→ SUPPLIED MATERIAL

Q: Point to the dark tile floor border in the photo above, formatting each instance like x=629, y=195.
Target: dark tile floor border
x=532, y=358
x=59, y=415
==
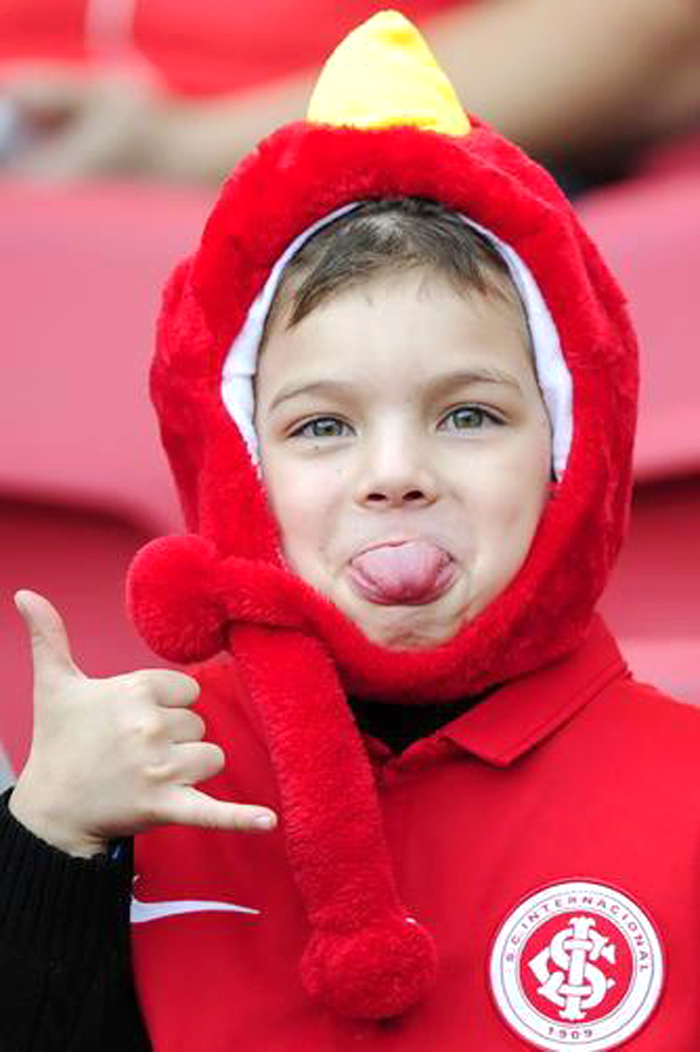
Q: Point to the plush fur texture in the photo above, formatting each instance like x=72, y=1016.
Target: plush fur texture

→ WHAT YOU NEED TO DO
What lines in the data above contain the word "Point"? Show them all.

→ WRITTEN RESPONSE
Q: Point to the dark tile floor border in the photo above, formatting each instance like x=629, y=195.
Q: Point to the plush fur texture in the photo above, formatting each instance like x=72, y=1016.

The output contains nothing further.